> **Your tasks**
• 1. In the dynamic programming text, translate this sentence into Spanish: "Consider this problem for all choices of starting times $0\le t \le T$ and all initial points $x\in \mathbb{R}^n$."
• 2. According to the dynamic programming text, what does the value function $v(x, t)$ represent in words?

Dynamic Programing (Bellman's PDE)



 Let's consider $$\begin{cases} \dot{\mathbf{x}}(s)=\mathbf{f}(\mathbf{x}(s),\mathbf{\alpha}(s))& (t\le s \le T)\\ \mathbf{x}(t)=x\end{cases}$$ with $$P_{x,t}[\mathbf{\alpha}(\cdot)]=\int_t^T r(\mathbf{x}(s),\mathbf{\alpha}(s))ds + g(\mathbf{x}(T))$$


Consider this problem for all choices of starting times $0\le t \le T$ and all initial points $x\in \mathbb{R}^n$.

Definition: For $x\in \mathbb{R}^n$, $0\le t \le T$, define the value function $v(x, t)$ to be the greatest payoff possible if we start at $x\in \mathbb{R}^n$ at time $t$. In other words, $$v(x, t) := \sup_{\mathbf{\alpha}(\cdot)\in \mathcal{A}} P_{x,t} [\mathbf{\alpha}(\cdot)]\quad (x \in \mathbb{R}^n,\ 0\le t \le T)$$ Notice then that $$v(x,T)=g(x)$$

Definition: Partial differential equations Hamiltonian $$H(x,p):= \max_{a\in A} H(x,p,a)=\max_{a\in A} \{ \mathbf{f}(x,a)\cdot p+ r(x,a)\}$$ where $x, p\in \mathbb{R}^n$.

> **Data rows**
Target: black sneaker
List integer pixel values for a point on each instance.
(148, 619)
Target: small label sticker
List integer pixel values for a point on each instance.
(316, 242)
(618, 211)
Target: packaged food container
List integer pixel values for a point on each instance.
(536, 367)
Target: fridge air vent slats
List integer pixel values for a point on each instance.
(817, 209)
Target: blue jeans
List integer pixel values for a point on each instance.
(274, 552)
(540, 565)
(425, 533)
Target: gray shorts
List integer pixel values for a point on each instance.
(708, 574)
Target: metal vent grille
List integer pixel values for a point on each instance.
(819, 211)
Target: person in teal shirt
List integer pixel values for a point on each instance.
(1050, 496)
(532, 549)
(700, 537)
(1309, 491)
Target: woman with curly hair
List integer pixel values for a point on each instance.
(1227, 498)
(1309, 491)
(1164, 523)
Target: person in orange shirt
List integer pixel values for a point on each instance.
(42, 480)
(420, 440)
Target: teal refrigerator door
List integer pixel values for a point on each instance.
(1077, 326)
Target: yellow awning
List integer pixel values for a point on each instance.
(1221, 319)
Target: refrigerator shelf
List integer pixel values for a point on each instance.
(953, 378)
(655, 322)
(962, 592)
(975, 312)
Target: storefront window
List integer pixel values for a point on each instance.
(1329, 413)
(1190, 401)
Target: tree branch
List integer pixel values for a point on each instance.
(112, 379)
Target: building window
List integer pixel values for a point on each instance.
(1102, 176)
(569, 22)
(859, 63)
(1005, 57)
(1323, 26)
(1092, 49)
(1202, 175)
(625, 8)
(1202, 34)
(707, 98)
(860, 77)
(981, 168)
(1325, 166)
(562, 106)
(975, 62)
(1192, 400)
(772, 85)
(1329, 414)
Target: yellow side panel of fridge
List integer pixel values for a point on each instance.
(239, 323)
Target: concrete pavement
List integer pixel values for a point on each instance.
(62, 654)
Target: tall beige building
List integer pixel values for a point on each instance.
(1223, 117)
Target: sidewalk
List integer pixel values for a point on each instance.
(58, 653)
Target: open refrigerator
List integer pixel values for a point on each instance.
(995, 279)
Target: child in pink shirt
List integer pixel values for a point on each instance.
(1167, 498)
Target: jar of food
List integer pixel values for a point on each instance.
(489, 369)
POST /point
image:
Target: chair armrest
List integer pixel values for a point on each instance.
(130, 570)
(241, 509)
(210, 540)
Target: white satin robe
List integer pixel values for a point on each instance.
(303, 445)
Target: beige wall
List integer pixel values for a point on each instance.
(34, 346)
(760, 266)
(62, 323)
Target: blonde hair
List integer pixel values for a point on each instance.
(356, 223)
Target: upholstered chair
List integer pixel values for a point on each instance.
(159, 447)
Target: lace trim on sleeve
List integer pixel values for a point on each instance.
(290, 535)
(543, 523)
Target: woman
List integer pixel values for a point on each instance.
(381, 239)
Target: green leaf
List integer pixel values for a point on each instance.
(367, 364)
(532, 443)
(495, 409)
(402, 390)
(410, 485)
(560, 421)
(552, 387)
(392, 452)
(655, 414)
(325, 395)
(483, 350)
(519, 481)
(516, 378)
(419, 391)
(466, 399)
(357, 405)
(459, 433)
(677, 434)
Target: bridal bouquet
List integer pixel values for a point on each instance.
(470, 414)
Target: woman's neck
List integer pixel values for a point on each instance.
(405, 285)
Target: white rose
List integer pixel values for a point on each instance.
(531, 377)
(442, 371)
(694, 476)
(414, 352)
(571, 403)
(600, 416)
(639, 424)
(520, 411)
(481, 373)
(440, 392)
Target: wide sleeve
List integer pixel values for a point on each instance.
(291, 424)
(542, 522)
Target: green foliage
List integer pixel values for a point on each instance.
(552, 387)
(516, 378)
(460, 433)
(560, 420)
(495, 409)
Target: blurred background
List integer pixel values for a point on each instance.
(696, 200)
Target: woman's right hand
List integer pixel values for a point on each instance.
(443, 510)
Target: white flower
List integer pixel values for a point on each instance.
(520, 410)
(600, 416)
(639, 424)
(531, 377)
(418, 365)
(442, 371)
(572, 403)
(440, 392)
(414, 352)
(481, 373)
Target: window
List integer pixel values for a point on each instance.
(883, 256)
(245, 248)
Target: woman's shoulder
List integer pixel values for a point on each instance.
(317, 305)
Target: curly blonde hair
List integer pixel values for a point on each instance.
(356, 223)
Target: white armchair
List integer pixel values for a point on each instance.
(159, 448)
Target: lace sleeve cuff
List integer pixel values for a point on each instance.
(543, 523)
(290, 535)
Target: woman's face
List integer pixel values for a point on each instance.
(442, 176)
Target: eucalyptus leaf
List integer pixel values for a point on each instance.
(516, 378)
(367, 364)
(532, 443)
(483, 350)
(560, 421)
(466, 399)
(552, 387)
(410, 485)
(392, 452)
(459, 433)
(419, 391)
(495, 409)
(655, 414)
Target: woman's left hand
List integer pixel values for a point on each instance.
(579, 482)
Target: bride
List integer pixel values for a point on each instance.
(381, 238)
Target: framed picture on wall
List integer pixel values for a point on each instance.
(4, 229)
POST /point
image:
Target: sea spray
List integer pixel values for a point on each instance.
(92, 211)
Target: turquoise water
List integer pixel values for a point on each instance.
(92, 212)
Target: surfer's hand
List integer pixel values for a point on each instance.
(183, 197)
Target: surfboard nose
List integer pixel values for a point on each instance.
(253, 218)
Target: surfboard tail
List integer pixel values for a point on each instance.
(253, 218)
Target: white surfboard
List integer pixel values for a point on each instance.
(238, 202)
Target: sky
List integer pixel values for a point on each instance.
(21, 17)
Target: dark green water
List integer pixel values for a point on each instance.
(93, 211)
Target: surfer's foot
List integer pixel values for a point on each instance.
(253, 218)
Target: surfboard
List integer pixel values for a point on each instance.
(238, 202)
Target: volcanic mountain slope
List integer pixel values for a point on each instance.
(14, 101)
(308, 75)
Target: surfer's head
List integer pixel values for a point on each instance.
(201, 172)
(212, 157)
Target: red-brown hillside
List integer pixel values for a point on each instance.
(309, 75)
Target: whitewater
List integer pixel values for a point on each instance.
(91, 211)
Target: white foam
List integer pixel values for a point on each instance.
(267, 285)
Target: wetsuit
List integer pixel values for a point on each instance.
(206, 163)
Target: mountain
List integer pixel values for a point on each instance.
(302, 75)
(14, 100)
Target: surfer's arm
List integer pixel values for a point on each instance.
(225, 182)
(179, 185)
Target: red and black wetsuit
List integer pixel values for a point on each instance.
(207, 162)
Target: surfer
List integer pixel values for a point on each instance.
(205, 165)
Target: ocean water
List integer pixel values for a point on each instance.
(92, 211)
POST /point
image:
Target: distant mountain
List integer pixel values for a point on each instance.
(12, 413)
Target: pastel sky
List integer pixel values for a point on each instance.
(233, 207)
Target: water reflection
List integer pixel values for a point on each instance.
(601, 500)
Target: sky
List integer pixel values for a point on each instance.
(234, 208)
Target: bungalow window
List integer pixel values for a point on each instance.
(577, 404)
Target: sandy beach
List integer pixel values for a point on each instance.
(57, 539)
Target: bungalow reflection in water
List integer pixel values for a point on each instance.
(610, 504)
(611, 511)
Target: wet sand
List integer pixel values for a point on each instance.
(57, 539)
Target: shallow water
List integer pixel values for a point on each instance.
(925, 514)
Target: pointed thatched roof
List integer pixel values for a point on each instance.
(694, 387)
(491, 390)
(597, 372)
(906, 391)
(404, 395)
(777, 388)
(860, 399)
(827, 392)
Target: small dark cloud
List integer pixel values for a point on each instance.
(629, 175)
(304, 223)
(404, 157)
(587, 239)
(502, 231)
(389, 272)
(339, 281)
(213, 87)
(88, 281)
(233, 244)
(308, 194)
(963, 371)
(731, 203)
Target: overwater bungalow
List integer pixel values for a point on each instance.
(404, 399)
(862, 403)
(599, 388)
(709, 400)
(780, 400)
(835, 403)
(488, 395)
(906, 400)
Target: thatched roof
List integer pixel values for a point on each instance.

> **The responses**
• 1. Considere este problema para todas las elecciones de tiempos de inicio $0\le t \le T$ y todos los puntos iniciales $x\in \mathbb{R}^n$.

• 2. It is the greatest payoff possible if we start at $x\in \mathbb{R}^n$ at time $t$.